Es ist die subjektive, manchmal unterbewusste Ungerechtigkeit von Bevorzugung und Vernachlässigung die den wesentlichen Handlungsmotor der „Räuber“ ausmacht: a. Familiär in der Zuneigung Maximilians und Amalias zu Karl bzw. in der Abneigung gegenüber Franz, der erst auf Grund dieser Ungleichbehandlung seine boshaften Charakterzüge ausbildet; b. im Freundeskreis bei der Wahl des „Räuberhauptmanns“, wo Spiegelberg, als wirklicher politischer Denker und radikaler Weltverbesserer aus Überzeugung, gegenüber dem Idealisten und Charismatiker Karl den Kürzeren ziehen lässt, der zwar den Traum vom Freien Menschen träumt, aber eigentlich nur aus verletztem Stolz zum politischen Aktivisten wird; c. auch gesellschaftlich, denn was die jungen Menschen auf die Barrikaden treibt ist nicht nur jugendlicher Leichtsinn, Übermut und Spaß am Verbotenen, sondern vielmehr das Gefühl der Ungerechtigkeit der Welt in der sie leben und in die sie sich nicht kampflos integrieren lassen wollen. Wie schrieb schon Friedrich Schiller am Schluss seines „Parasiten“? „Der Schein regiert die Welt, und die Gerechtigkeit ist nur auf der Bühne.“

Die Entstehungsgeschichte
„Das Theater glich einem Irrenhause, rollende Augen, geballte Fäuste, stampfende Füße, heisere Aufschreie im Zuschauerraum! […]  Es war eine allgemeine Auflösung wie im Chaos, aus dessen Nebeln eine neue Schöpfung heranbricht!“ – So enthusiastisch gibt ein Zeitzeuge die Reaktionen auf die fünfstündige Uraufführung von Friedrich Schillers „Räubern“ am 13. Januar 1782 im Nationaltheater Mannheim wieder. Sie machte den jungen Militärarzt zum letzten Repräsentanten der ersten deutschen Jugendbewegung, dem „Sturm und Drang“ und über Nacht berühmt. Die radikale Ehrlichkeit und Unverstelltheit seiner Schreibweise, die Kraft in der Zeichnung der innerlich zerrissenen Charaktere lassen den ewig jungen Dichter und sein Erstlingswerk – Zeugnis seines Aufbegehrens gegen den militärischen Drill und Zwang seiner Kadettenzeit auf der Stuttgarter Karlsschule – auch für Jugendliche von heute nach wie vor interessant erscheinen. Das Stück thematisiert, vom Generationskonflikt über die Suche nach dem richtigen Platz im Leben und die zum Teil radikalen Weltveränderungspläne der Protagonisten bis hin zu den Problemen der jungen Menschen mit den katastrophalen Studienbedingungen, die ihnen jeden Freiraum zur Selbstverwirklichung rauben, Fragen, die auch 230 Jahre nach der Uraufführung an Aktualität nichts eingebüßt haben.

Aufgabe |
Führen Sie den Text über Schillers „Räuber“ im Anschluss an seinen letzten Satz weiter.

Bereitgestellte Daten |

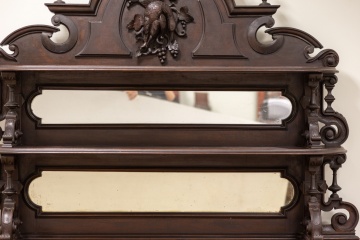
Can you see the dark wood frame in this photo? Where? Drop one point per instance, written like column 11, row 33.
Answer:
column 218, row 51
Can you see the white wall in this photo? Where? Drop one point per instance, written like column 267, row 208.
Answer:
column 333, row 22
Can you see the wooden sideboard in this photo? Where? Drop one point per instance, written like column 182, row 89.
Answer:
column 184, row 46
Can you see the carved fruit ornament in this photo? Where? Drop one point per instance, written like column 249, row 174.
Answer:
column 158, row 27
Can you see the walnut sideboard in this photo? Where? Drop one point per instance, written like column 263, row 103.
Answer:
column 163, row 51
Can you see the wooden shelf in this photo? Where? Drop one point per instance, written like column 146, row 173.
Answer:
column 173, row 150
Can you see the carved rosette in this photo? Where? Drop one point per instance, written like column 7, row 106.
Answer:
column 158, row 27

--

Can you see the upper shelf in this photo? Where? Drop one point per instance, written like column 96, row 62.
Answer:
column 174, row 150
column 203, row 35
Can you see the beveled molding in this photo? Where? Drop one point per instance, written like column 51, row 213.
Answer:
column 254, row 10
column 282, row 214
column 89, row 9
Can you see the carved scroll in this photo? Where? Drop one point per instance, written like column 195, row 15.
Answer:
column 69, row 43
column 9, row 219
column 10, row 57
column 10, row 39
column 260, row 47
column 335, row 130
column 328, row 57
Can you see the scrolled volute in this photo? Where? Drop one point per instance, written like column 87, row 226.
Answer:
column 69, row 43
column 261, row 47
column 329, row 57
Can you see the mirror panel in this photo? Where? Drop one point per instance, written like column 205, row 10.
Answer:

---

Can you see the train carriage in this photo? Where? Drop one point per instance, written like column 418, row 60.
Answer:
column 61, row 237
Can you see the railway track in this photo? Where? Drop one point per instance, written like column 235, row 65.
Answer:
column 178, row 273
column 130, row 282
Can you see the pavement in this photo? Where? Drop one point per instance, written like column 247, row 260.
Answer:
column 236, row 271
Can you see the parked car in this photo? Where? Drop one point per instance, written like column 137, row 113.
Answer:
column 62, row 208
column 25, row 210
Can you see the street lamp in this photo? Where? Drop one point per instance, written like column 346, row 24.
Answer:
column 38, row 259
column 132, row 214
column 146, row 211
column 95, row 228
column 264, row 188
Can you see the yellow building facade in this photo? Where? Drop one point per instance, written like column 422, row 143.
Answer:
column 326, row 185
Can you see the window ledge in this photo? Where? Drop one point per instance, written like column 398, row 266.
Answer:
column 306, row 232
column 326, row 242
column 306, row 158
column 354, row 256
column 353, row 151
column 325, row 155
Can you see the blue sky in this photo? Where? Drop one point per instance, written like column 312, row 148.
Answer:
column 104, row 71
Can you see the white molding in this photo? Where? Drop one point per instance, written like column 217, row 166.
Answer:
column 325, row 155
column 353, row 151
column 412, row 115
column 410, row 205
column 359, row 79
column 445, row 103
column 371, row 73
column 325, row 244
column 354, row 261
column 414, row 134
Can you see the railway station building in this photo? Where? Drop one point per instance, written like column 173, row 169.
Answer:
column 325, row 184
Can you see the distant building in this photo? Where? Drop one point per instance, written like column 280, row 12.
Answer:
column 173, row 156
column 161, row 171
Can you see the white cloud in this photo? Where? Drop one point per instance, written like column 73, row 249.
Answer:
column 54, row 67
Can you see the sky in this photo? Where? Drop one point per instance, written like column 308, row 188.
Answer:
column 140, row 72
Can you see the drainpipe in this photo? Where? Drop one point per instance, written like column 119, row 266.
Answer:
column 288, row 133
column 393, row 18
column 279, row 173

Lösung |
Die Umsetzung des Stückes durch die Jugendtheatergruppe des Werk9, Querstreicher, gibt den zeitlosen Stoff um zwei Drittel auf 90 Spielminuten verkürzt, aber sonst unverändert wieder. Auch die vielen Lieder, die sich durch Schillers Erstling ziehen, sind Musik geblieben, wurden jedoch, den etwas veralteten Herzschmerz der Barockoper, die Schiller als Anleihe nahm, beiseite lassend, durch die ungekünstelten Straßenmusiksongs von Alex ersetzt, welche die alten Räuber der Böhmischen Wälder durchaus authentisch zu urbanen Piraten werden lassen.